De l'artiste tout court en fait.
Q :
Exact.
F : C'est aussi ça qui a fait qu'on mettait du temps à sortir des trucs. On aurait voulu faire, et sortir. On aurait pu franchement faire trois albums avec tout ce qu'on avait, mais des morceaux vieillissaient, on se disait qu'on ne pouvait pas les sortir comme ça, on voulait passer à autre chose...
R : C'est comme pour l'album de DHC, album dont je suis fier vu qu'il fait parti de mon parcours ; il est vrai que s'il y avait des choses à refaire, ce n'est pas que je ne les referais pas, mais je les referais différemment. Sortir le projet en groupe était cool, avec de bonnes expériences niveau scènes et tout, mais tu m'avais même dit que tu n'avais pas aimé notre CD à l'époque.

L'image “http://xphases.levillage.org/images5/homiz.jpg” ne peut être affichée car elle contient des erreurs.
La période DHC, avec Stil Fada au centre


Parlons-en d'ailleurs de Juskobou qui date de 2004. Maintenant on est en 2007, ça fait trois ans, ce qui peut paraître rien pour certains mais énorme dans le milieu de la musique...

====

* [CONSIGNE]
Poursuivez l'entretien sur le parcours musical du groupe à partir de l'endroit où il s'arrête.

====

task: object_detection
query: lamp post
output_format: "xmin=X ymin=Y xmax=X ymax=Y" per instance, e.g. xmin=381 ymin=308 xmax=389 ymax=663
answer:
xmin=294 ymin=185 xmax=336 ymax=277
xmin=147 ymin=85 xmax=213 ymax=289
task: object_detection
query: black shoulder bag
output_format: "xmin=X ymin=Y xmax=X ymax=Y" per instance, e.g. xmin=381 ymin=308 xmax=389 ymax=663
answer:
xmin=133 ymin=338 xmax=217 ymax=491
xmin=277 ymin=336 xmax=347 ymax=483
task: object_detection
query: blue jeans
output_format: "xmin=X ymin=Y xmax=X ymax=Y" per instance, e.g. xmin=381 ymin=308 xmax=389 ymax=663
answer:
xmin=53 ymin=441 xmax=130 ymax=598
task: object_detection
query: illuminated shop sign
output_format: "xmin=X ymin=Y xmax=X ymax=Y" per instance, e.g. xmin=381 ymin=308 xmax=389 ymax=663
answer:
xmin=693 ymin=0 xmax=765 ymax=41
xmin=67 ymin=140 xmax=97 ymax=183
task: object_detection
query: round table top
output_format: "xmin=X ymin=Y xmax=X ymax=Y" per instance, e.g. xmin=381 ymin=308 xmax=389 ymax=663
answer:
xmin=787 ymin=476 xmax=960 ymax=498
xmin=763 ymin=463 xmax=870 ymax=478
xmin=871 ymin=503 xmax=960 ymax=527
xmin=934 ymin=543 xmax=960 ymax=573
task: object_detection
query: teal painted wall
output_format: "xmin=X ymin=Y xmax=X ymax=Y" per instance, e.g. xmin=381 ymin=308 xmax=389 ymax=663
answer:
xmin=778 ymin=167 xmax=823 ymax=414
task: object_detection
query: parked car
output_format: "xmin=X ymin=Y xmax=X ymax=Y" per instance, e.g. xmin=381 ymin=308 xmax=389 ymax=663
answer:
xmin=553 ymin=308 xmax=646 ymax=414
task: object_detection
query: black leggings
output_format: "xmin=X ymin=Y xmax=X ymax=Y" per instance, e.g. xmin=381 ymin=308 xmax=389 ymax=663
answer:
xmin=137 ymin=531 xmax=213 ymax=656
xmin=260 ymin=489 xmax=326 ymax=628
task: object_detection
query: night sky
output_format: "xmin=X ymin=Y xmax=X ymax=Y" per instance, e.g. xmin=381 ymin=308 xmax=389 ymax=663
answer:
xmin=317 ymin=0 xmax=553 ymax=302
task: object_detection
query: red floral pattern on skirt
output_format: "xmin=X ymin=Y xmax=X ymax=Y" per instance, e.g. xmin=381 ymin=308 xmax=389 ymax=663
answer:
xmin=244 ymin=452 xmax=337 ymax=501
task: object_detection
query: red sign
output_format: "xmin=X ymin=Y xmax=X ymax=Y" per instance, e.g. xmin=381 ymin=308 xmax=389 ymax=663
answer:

====

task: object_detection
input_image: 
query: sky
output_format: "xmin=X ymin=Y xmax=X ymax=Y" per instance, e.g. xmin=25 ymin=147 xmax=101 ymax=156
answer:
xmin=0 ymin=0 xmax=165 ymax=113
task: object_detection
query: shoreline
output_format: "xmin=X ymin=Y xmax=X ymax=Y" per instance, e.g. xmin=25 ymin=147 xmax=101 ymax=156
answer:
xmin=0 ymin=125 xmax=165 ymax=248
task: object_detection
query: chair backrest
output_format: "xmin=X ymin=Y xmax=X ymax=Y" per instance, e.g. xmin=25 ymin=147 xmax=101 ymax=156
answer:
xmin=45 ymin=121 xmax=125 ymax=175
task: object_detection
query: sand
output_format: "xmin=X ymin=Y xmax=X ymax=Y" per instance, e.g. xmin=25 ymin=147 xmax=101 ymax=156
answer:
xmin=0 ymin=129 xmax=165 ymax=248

====

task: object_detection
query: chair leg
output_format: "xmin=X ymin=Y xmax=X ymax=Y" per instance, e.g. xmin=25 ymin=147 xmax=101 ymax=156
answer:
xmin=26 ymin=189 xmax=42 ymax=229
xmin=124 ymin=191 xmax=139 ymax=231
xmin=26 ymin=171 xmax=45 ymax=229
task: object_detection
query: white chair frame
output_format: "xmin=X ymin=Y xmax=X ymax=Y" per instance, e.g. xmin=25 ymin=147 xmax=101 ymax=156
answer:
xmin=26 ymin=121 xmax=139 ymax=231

====

* [PRODUCTION ATTENDUE]
F :  En terme musical, j'ai l'impression que ça fait trente ans !

Album très controversé d'ailleurs. De quelle manière avez-vous évolué depuis cette époque jusqu'à maintenant ?
Q : Je parle pour eux vu que je n'étais pas trop sur le projet à l'époque. Mais je sais qu'ils avaient bossé avec un producteur à l'époque qui leur avait trouvé plein de sons sur le moment et les avait bien inspirés. En tout cas, il était top niveau en matière de beats, il avait son studio, ça pétait... Je sais, selon les dires de Flave, qu'ils écoutaient les sons de ce producteur et s'en prenaient plein la face. Du coup, ils se sont énormément laissés prendre par cette vibe et on choisi du coup des sons qu'ils kiffaient mais ne leur correspondaient pas.
R : C'est ça, exactement.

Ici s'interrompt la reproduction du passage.